[Image segmentation entries]
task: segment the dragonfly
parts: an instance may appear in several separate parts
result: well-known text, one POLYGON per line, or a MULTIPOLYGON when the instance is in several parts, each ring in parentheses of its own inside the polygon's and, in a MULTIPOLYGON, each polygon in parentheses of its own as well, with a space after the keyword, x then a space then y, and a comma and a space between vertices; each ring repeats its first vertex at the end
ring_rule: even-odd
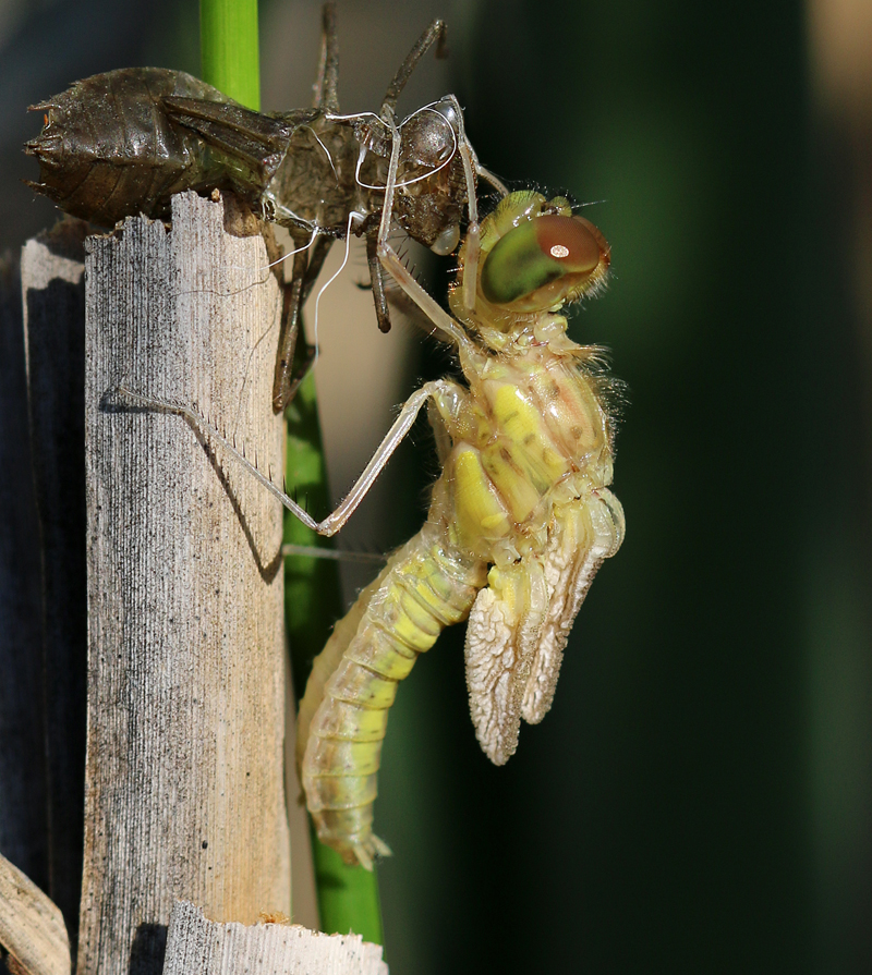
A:
MULTIPOLYGON (((399 145, 397 138, 393 156, 399 145)), ((469 239, 459 251, 449 314, 390 243, 379 242, 386 271, 455 348, 462 381, 443 378, 416 390, 323 521, 196 411, 119 390, 217 438, 296 517, 327 536, 348 521, 429 404, 441 474, 426 521, 336 624, 298 716, 296 758, 317 834, 366 869, 390 852, 373 832, 373 804, 388 711, 415 660, 446 626, 468 620, 472 722, 484 753, 504 765, 521 720, 537 723, 549 710, 574 619, 625 535, 623 510, 608 487, 614 381, 600 346, 567 336, 564 314, 603 290, 608 244, 567 198, 521 191, 484 219, 474 246, 474 265, 469 239), (473 273, 469 308, 464 291, 473 273)))
MULTIPOLYGON (((279 413, 314 357, 307 348, 294 366, 301 309, 335 240, 350 233, 365 237, 376 318, 380 330, 388 331, 378 247, 391 221, 446 255, 460 241, 464 207, 467 236, 477 241, 476 179, 507 193, 479 162, 453 95, 397 124, 397 100, 407 81, 434 45, 437 56, 444 53, 445 33, 443 21, 429 24, 388 85, 377 113, 339 110, 332 3, 323 9, 312 108, 252 111, 190 74, 158 68, 84 78, 32 106, 45 113, 45 125, 25 145, 40 164, 40 182, 29 185, 66 212, 101 226, 137 214, 165 218, 172 195, 184 190, 230 190, 263 220, 287 227, 293 270, 284 288, 272 388, 272 407, 279 413), (391 158, 395 132, 399 154, 391 158), (396 192, 386 207, 389 182, 396 192), (383 212, 388 219, 382 219, 383 212)), ((473 302, 471 292, 468 302, 473 302)))

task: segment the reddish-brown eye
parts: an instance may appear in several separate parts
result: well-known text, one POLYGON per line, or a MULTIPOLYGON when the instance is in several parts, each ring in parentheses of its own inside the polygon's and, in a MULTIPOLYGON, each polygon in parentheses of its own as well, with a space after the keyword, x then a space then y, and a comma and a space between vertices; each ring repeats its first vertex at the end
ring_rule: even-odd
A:
POLYGON ((497 241, 482 267, 482 291, 496 305, 547 308, 607 261, 600 232, 581 217, 525 220, 497 241))
POLYGON ((564 273, 592 271, 600 264, 600 243, 572 217, 548 216, 532 221, 543 255, 559 261, 564 273))

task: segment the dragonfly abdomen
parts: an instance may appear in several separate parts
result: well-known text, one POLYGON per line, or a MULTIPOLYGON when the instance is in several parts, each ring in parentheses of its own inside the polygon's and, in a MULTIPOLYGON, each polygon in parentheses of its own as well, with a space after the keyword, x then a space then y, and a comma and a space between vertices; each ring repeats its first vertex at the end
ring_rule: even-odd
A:
POLYGON ((318 837, 349 863, 371 867, 376 853, 389 852, 372 821, 397 685, 446 626, 467 618, 485 577, 484 563, 447 549, 443 529, 426 524, 364 589, 315 660, 300 706, 303 788, 318 837), (331 668, 322 682, 318 673, 331 668))

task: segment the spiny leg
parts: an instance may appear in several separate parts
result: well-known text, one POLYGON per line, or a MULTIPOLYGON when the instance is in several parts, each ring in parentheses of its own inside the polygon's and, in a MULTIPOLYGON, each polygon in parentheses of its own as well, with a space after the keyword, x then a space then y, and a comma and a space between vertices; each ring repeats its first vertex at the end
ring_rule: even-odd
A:
MULTIPOLYGON (((390 148, 390 163, 388 166, 388 178, 385 185, 385 205, 382 210, 382 222, 378 228, 378 259, 382 266, 393 278, 393 280, 402 288, 409 297, 421 308, 421 310, 433 322, 434 328, 441 331, 447 339, 453 342, 458 349, 470 349, 470 341, 463 328, 451 318, 433 297, 415 281, 409 270, 403 267, 399 255, 390 246, 388 235, 390 233, 390 211, 393 207, 393 193, 397 187, 397 169, 400 158, 400 133, 393 122, 388 123, 392 132, 392 142, 390 148)), ((465 275, 464 275, 465 276, 465 275)))
POLYGON ((390 312, 385 294, 385 281, 382 277, 382 261, 378 259, 378 230, 366 234, 366 263, 370 265, 370 281, 373 285, 373 304, 378 328, 383 332, 390 331, 390 312))
POLYGON ((272 380, 272 410, 276 413, 281 413, 294 398, 315 358, 315 349, 308 343, 304 343, 302 355, 298 353, 294 356, 300 334, 301 309, 334 243, 334 239, 326 234, 315 236, 311 248, 299 245, 296 237, 293 240, 299 249, 293 258, 293 278, 283 288, 281 329, 272 380))
POLYGON ((448 51, 445 42, 445 21, 433 21, 421 37, 419 37, 412 50, 405 56, 405 60, 397 69, 397 73, 393 75, 393 80, 388 85, 388 90, 385 93, 382 108, 378 110, 378 114, 386 122, 393 121, 393 110, 397 107, 397 99, 400 97, 412 72, 417 66, 417 62, 424 54, 426 54, 431 47, 433 47, 434 41, 438 41, 436 46, 436 57, 445 58, 447 56, 448 51))
POLYGON ((412 428, 417 414, 421 412, 421 407, 431 397, 438 395, 450 389, 451 383, 448 380, 437 379, 432 382, 425 382, 421 389, 415 390, 415 392, 409 397, 405 403, 403 403, 399 416, 393 421, 393 424, 385 435, 384 440, 370 459, 367 465, 363 468, 363 473, 354 483, 351 490, 346 495, 339 507, 320 522, 316 522, 304 508, 294 501, 293 498, 290 498, 281 490, 281 488, 277 487, 267 475, 263 474, 257 466, 245 456, 242 450, 239 450, 231 440, 228 440, 220 430, 206 421, 196 409, 192 409, 184 403, 174 403, 168 400, 158 399, 157 397, 144 395, 123 386, 117 386, 112 391, 122 398, 126 398, 134 406, 144 406, 147 410, 175 413, 179 416, 184 417, 199 437, 204 439, 211 438, 221 443, 225 450, 234 456, 252 477, 258 480, 275 498, 278 498, 278 500, 281 501, 293 515, 300 519, 307 528, 317 532, 319 535, 329 537, 336 535, 346 522, 348 522, 354 511, 356 511, 358 505, 363 501, 368 493, 370 488, 375 484, 378 475, 384 471, 385 465, 392 456, 393 451, 400 446, 405 438, 405 435, 412 428))
POLYGON ((335 3, 324 4, 320 23, 320 58, 313 87, 313 107, 336 113, 339 111, 339 35, 336 29, 335 3))

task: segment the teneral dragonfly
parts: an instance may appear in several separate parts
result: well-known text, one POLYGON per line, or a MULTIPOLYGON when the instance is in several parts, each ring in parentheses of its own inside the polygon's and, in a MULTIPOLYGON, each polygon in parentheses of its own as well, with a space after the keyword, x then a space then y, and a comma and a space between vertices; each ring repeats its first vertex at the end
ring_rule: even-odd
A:
MULTIPOLYGON (((502 765, 521 719, 536 723, 550 708, 576 616, 623 537, 623 512, 608 489, 610 380, 602 351, 571 341, 562 314, 603 287, 608 245, 567 199, 532 191, 501 200, 482 223, 480 245, 472 309, 463 298, 469 242, 460 249, 453 317, 388 243, 379 245, 385 268, 456 346, 464 381, 440 379, 413 393, 327 519, 312 519, 211 431, 306 525, 332 535, 431 404, 443 473, 427 520, 337 623, 300 705, 298 761, 318 837, 367 868, 389 852, 372 828, 377 770, 388 709, 417 657, 444 627, 469 619, 472 720, 486 755, 502 765)), ((204 428, 192 410, 170 409, 204 428)))
POLYGON ((300 310, 334 240, 365 236, 376 316, 387 331, 377 251, 390 221, 448 254, 459 243, 464 207, 469 232, 477 239, 476 176, 506 192, 480 166, 455 96, 395 122, 405 82, 434 44, 438 52, 444 37, 445 24, 434 21, 400 65, 377 113, 339 111, 332 3, 324 7, 311 109, 255 112, 189 74, 158 68, 94 75, 33 107, 45 113, 45 127, 25 147, 40 163, 40 182, 31 185, 69 214, 102 226, 137 214, 166 217, 174 193, 217 188, 232 190, 263 219, 287 227, 294 248, 272 390, 279 412, 300 376, 299 369, 293 374, 300 310), (389 173, 395 132, 399 154, 389 173), (383 220, 389 181, 396 193, 383 220))

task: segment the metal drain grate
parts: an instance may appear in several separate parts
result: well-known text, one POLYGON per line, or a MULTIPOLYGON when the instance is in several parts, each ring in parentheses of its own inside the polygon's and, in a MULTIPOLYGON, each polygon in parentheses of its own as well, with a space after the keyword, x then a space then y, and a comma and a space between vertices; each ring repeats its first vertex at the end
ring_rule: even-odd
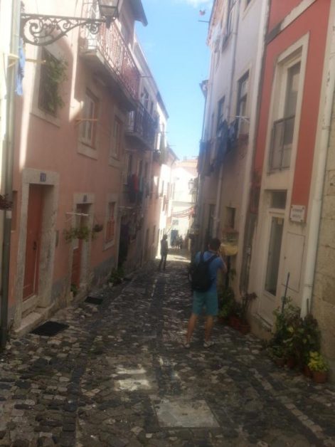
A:
POLYGON ((56 321, 47 321, 46 323, 41 325, 36 329, 31 331, 32 334, 36 334, 36 335, 45 335, 46 337, 53 337, 55 335, 61 330, 67 329, 68 325, 63 323, 58 323, 56 321))
POLYGON ((89 304, 102 304, 102 301, 103 298, 97 298, 94 296, 87 296, 85 300, 85 303, 88 303, 89 304))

**Directions for this task**
Please shift every polygon coordinate by 78 in the data from the line with "task: segment the teneral dragonfly" to the line with "MULTIPOLYGON (((502 765, 521", and write out those lines in full with everything else left as is.

**Exercise answer**
task: segment the teneral dragonfly
parts: an instance may appear in several separate parts
result: well-known text, one POLYGON per line, or a MULTIPOLYGON when the instance is in several parts, each ring in parentheses of its own inside the polygon's and, in a MULTIPOLYGON, each polygon in parentheses of its own as well, with a space after the keyword, x then a space then y, and a comma and a space between vertices; each ring repeats its first vertex at the end
ring_rule: even-odd
A:
MULTIPOLYGON (((580 843, 599 797, 614 801, 628 786, 654 694, 701 615, 701 590, 686 567, 688 458, 680 429, 649 419, 640 392, 681 365, 686 323, 645 277, 610 269, 579 278, 560 301, 558 323, 550 387, 541 376, 547 320, 538 327, 531 395, 466 321, 457 323, 463 346, 534 424, 542 459, 518 457, 491 471, 405 597, 390 597, 289 509, 384 603, 410 613, 509 482, 521 551, 505 598, 415 701, 378 783, 376 839, 396 915, 445 946, 467 930, 450 906, 455 848, 466 787, 495 735, 522 705, 547 697, 550 798, 564 833, 580 843)), ((282 506, 270 488, 248 487, 282 506)))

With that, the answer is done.